**RECORDS FOR THE TASK:**

+++++

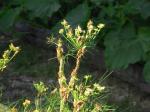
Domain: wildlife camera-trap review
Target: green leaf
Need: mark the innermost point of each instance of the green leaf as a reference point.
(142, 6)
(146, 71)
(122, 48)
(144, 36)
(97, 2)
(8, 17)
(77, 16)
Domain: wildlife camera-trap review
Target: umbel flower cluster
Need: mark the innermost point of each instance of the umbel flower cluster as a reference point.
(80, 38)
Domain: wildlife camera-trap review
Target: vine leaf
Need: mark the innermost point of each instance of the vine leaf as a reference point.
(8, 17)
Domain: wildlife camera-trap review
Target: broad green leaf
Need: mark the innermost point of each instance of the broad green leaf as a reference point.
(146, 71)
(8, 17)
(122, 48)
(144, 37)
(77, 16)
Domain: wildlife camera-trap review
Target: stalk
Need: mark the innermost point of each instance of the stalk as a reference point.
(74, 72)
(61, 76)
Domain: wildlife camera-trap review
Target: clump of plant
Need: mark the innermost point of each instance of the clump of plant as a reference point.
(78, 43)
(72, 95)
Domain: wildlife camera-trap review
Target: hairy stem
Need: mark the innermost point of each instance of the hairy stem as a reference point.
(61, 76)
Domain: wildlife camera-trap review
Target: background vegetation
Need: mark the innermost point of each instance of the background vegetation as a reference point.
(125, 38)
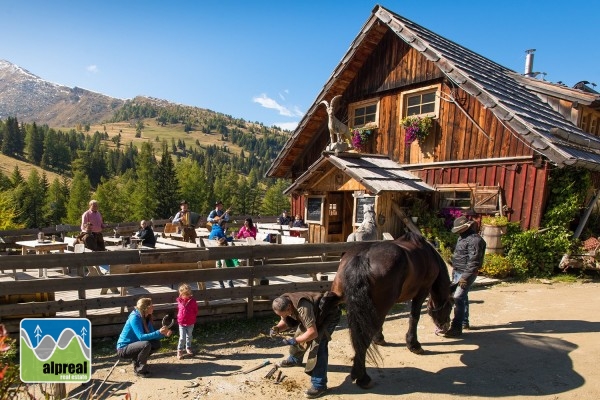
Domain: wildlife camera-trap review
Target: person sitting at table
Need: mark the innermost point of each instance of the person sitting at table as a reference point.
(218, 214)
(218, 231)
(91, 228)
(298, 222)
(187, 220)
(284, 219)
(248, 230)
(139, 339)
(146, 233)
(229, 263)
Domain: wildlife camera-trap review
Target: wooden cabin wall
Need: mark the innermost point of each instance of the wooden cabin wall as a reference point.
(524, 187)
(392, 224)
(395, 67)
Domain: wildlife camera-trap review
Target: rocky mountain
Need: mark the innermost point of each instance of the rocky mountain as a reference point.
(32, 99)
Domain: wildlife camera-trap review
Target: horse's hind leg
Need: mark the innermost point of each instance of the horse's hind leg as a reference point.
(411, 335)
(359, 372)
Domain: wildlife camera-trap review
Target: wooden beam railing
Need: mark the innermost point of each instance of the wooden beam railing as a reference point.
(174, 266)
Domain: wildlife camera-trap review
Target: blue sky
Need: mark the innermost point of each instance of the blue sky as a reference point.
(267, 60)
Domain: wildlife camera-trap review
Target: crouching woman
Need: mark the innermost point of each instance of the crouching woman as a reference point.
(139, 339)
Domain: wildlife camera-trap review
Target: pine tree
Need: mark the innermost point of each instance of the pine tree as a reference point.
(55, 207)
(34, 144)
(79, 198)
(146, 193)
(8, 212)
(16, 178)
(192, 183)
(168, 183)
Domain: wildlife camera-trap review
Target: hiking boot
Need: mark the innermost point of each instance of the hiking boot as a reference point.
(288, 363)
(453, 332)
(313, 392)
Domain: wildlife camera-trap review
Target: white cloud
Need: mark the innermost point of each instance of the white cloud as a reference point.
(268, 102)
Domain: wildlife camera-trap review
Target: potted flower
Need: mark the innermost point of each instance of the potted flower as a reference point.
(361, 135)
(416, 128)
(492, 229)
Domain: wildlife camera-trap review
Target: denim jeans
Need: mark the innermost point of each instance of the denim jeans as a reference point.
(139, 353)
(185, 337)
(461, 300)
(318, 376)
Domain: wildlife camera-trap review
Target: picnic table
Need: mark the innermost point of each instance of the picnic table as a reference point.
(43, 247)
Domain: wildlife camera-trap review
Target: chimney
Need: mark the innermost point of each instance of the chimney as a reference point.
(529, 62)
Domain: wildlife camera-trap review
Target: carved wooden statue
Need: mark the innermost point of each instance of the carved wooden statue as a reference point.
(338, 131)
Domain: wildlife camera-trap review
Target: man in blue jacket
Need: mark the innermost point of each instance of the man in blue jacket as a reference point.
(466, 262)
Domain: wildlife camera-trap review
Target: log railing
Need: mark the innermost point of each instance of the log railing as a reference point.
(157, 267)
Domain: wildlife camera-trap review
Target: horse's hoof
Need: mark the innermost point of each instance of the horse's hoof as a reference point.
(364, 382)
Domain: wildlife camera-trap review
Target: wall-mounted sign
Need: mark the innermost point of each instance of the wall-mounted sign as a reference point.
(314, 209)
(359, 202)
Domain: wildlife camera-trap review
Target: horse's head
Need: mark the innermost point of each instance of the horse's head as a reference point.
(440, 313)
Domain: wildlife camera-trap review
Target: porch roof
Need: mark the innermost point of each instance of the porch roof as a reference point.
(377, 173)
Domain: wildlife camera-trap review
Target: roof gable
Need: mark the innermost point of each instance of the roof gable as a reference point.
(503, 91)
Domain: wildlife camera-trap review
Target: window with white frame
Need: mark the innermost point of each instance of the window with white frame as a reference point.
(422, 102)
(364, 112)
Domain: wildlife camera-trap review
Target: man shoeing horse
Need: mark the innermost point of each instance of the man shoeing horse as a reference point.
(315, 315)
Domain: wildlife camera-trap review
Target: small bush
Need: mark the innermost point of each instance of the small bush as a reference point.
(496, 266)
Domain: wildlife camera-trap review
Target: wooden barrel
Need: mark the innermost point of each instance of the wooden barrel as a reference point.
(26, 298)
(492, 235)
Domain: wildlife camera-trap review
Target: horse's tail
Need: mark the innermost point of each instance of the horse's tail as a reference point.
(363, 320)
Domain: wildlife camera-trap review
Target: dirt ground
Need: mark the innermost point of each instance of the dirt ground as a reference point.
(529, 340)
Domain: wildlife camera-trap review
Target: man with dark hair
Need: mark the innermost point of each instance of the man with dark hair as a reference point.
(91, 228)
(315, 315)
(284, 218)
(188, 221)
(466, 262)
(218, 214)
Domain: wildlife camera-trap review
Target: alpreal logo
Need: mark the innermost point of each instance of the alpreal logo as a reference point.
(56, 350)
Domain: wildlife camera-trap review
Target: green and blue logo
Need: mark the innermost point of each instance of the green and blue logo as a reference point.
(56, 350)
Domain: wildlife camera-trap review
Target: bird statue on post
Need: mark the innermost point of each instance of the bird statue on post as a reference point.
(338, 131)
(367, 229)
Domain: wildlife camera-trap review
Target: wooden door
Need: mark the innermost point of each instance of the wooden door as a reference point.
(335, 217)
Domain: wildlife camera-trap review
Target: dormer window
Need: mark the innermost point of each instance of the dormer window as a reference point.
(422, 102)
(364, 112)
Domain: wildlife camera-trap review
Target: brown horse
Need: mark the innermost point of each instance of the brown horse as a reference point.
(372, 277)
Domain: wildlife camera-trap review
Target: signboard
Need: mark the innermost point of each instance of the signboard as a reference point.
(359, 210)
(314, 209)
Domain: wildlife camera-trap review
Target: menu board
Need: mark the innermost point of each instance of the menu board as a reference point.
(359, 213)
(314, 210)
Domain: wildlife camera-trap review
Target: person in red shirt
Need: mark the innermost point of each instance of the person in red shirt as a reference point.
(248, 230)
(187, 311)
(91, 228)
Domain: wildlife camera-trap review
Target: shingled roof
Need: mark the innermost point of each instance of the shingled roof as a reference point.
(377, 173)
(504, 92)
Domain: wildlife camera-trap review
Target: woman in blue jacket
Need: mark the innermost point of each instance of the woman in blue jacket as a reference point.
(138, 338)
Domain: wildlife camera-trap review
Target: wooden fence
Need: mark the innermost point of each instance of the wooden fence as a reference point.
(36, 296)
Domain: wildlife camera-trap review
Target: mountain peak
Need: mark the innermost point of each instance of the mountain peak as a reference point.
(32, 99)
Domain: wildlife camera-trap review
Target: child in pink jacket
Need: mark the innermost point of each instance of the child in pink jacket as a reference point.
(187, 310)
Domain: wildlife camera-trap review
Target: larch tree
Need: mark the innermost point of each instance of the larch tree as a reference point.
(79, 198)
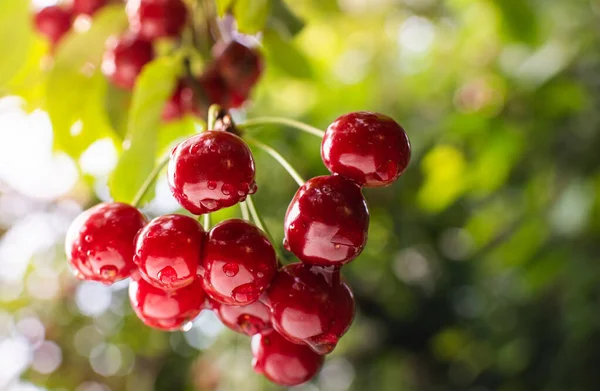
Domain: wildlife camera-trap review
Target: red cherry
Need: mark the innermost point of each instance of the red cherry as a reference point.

+++++

**TASK REQUIREMENTS:** Filter the data above and copy every line that contains the word "umbel".

**COMPLETED TASK:**
Target: umbel flower cluster
Need: mark the innermost point of each instance of the umbel flower cluster as a reference point.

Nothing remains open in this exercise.